- TASK DETAILS -
Please format the listing below as a Markdown table with the columns Number and Line. Cover only the span from the line with "# test: mark the plastic" up to and including the line with "point(626, 99)", numbering each row and leaving out blank lines.
□ □ □ □ □
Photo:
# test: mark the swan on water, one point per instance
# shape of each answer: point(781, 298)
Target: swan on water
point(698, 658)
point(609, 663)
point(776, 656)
□ □ □ □ □
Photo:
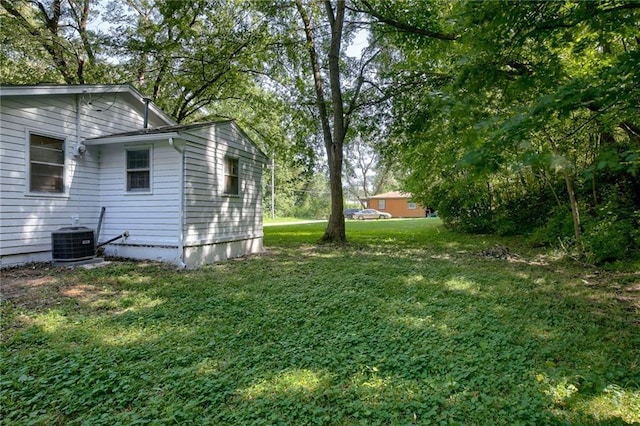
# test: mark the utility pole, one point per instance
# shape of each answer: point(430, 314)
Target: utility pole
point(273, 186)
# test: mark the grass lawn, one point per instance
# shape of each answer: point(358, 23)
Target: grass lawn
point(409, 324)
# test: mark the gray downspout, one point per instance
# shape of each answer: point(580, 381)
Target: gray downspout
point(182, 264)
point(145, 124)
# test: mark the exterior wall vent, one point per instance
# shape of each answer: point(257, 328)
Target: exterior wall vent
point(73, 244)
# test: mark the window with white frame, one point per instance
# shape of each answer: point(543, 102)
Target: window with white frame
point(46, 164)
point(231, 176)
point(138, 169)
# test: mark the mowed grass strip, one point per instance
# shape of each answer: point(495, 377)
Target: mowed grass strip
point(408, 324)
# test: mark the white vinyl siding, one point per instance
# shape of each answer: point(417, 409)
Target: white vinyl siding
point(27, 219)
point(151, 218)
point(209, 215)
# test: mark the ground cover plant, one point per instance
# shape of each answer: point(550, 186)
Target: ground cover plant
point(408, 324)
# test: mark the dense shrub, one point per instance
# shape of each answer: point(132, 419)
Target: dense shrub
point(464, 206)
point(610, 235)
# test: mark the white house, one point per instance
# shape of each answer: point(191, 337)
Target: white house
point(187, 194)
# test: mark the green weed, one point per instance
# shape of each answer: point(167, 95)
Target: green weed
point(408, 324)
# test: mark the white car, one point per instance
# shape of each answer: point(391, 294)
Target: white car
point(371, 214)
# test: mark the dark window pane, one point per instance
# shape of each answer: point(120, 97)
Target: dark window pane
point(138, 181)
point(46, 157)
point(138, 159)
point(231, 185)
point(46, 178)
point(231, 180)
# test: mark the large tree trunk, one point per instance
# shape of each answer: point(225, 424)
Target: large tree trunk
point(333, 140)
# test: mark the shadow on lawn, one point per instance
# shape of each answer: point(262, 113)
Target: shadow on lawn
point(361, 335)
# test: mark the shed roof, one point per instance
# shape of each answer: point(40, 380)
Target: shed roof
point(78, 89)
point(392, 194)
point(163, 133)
□ □ □ □ □
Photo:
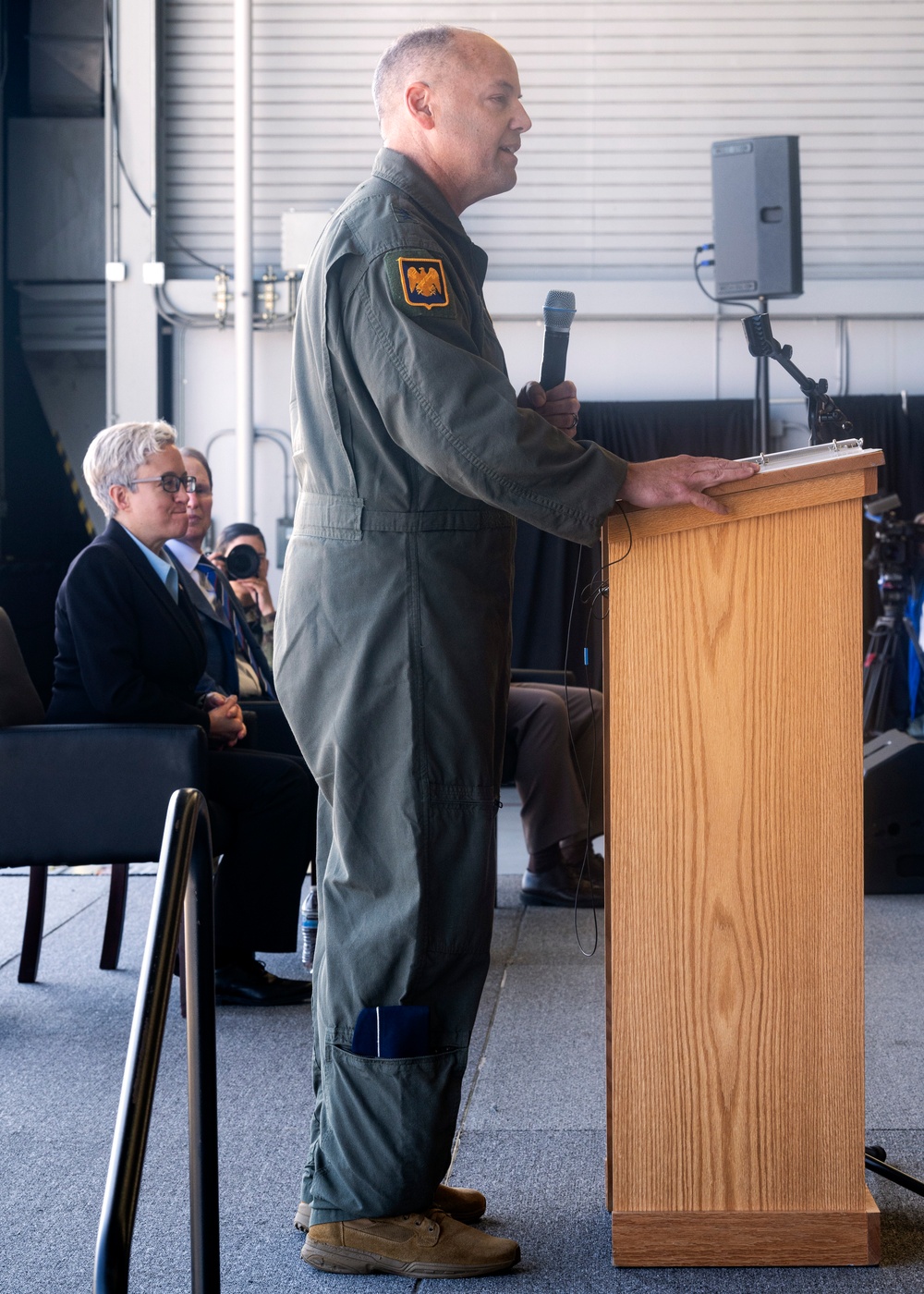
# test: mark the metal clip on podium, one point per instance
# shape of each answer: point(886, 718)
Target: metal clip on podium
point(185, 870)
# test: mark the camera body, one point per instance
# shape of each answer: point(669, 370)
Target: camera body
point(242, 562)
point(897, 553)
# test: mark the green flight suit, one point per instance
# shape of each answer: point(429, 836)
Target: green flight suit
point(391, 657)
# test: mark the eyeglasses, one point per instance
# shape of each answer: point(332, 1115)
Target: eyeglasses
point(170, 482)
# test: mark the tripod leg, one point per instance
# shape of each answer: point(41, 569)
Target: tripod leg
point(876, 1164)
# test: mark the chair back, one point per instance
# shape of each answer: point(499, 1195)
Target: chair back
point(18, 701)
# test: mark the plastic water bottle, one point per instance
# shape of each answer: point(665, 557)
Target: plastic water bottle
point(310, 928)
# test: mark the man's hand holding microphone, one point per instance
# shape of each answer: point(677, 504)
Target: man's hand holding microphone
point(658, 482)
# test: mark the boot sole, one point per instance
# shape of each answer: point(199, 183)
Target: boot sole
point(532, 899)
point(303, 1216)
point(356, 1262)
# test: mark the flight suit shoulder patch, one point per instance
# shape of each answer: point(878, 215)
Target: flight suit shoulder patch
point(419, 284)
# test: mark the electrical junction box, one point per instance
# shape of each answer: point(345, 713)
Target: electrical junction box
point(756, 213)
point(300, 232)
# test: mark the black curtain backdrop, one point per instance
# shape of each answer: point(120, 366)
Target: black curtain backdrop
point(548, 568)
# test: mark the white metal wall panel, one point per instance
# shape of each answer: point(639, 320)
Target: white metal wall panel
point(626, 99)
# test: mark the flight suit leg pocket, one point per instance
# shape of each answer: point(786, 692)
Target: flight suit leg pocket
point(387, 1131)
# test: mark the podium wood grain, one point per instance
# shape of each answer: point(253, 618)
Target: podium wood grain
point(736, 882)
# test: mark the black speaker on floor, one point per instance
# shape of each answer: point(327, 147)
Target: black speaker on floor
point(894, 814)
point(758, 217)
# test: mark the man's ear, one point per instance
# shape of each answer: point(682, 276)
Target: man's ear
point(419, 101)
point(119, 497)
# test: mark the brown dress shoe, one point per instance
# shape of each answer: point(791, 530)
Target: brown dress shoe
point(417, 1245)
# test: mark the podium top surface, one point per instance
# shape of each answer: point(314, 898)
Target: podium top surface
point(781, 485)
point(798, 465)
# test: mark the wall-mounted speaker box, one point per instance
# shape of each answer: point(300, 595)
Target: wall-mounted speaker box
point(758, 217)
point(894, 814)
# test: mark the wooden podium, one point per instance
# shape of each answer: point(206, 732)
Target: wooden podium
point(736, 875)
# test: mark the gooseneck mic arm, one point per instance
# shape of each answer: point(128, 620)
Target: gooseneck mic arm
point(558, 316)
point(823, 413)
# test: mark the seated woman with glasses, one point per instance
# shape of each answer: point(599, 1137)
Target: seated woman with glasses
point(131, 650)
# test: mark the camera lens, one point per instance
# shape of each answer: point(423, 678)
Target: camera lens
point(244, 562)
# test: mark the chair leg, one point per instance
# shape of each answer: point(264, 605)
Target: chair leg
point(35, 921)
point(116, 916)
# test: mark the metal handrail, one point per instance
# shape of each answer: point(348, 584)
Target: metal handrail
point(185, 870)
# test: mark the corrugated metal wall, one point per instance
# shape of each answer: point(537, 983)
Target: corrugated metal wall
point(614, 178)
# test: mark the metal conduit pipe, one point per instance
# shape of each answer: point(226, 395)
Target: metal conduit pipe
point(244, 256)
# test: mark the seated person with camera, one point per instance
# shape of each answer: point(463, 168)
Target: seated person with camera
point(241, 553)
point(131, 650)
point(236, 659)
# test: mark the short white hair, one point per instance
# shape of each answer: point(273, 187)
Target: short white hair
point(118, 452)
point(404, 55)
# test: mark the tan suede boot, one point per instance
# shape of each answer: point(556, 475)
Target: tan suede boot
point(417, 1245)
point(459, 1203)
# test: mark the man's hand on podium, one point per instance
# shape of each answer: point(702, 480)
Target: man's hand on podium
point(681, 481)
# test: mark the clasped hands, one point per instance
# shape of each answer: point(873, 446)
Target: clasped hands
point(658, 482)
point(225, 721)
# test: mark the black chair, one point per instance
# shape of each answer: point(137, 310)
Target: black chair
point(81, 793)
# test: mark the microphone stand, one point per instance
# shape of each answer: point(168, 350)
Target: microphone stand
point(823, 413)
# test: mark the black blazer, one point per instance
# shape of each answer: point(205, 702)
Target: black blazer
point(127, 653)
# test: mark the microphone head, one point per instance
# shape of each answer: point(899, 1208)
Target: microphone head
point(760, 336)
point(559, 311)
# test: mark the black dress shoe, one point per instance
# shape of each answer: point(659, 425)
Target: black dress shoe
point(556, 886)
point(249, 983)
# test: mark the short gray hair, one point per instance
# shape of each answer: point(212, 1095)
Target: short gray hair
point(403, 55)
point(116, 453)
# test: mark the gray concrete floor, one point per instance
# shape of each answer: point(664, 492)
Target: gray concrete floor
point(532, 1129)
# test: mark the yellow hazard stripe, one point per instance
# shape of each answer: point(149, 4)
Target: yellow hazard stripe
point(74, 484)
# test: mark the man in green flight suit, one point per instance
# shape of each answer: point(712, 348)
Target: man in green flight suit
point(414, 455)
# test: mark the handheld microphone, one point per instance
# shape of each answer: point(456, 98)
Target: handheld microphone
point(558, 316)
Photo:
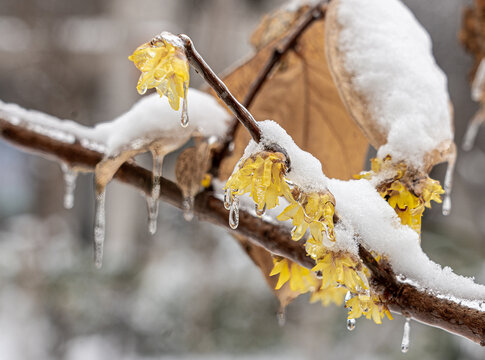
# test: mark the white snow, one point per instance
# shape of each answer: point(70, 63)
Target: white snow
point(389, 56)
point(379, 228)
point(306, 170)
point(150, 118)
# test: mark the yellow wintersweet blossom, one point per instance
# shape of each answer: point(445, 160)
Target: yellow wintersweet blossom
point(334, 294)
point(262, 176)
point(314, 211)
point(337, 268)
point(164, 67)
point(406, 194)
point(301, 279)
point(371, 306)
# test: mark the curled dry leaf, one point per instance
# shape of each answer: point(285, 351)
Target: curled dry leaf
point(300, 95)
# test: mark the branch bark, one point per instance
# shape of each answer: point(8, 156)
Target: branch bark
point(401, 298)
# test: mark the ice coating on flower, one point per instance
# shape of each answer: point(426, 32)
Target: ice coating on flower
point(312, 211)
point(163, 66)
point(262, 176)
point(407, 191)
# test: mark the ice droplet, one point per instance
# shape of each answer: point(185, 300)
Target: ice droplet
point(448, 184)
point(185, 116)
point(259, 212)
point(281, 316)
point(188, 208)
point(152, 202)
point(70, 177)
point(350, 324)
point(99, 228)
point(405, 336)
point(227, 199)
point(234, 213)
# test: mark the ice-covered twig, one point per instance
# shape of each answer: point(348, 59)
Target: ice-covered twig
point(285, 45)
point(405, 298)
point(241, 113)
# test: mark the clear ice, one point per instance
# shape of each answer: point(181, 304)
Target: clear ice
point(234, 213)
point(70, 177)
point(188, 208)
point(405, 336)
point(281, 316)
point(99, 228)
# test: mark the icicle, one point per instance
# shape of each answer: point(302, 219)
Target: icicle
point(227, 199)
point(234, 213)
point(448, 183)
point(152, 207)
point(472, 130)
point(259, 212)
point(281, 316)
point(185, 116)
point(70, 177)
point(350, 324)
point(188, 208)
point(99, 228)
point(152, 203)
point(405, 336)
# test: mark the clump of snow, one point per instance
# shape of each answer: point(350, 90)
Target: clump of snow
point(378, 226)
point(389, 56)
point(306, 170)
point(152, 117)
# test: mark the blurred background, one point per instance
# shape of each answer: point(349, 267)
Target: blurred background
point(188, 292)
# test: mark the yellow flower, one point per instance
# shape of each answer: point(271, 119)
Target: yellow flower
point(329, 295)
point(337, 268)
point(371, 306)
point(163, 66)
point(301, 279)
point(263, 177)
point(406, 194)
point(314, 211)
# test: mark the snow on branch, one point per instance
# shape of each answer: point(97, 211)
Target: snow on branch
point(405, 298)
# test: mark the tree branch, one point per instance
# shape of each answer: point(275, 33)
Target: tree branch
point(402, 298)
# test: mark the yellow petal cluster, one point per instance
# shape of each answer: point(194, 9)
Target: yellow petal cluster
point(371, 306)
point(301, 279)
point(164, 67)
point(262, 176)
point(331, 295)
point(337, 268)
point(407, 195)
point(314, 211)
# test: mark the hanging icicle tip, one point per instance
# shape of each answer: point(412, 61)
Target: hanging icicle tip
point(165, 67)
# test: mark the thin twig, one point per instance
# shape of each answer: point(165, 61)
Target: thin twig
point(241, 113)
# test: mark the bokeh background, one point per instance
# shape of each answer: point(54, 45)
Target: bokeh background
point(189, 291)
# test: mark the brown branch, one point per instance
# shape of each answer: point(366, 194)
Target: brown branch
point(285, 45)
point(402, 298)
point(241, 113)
□ □ □ □ □
- COMPLETED TASK -
| Number | Line |
|---|---|
| 1 | # test: mark the plastic water bottle, one point per instance |
| 2 | # shape of each answer: point(665, 557) |
| 3 | Target: plastic water bottle |
| 4 | point(310, 928) |
| 5 | # test: mark the man's hand holding microphone, one point per instance |
| 6 | # shape of each answer: point(677, 504) |
| 7 | Target: man's hand holding microphone |
| 8 | point(658, 482) |
| 9 | # test: mark the boot sole, one point per instance |
| 10 | # shape of each answer: point(199, 183) |
| 11 | Target: boot sole |
| 12 | point(532, 899) |
| 13 | point(303, 1216) |
| 14 | point(356, 1262) |
| 15 | # test: mark the flight suit shoulder patch, one point per instance |
| 16 | # shape of each answer: point(878, 215) |
| 17 | Target: flight suit shoulder patch |
| 18 | point(419, 284) |
| 19 | # test: mark the electrical junction box, one point per instance |
| 20 | # shape of each answer: point(345, 713) |
| 21 | Target: electrical junction box |
| 22 | point(756, 213) |
| 23 | point(300, 232) |
| 24 | # test: mark the black curtain backdrop, one point per instance |
| 25 | # shape of each answer: point(120, 366) |
| 26 | Target: black curtain backdrop |
| 27 | point(548, 568) |
| 28 | # test: mark the white metal wall panel, one point per instance |
| 29 | # shape of each answer: point(639, 320) |
| 30 | Target: white metal wall panel |
| 31 | point(626, 99) |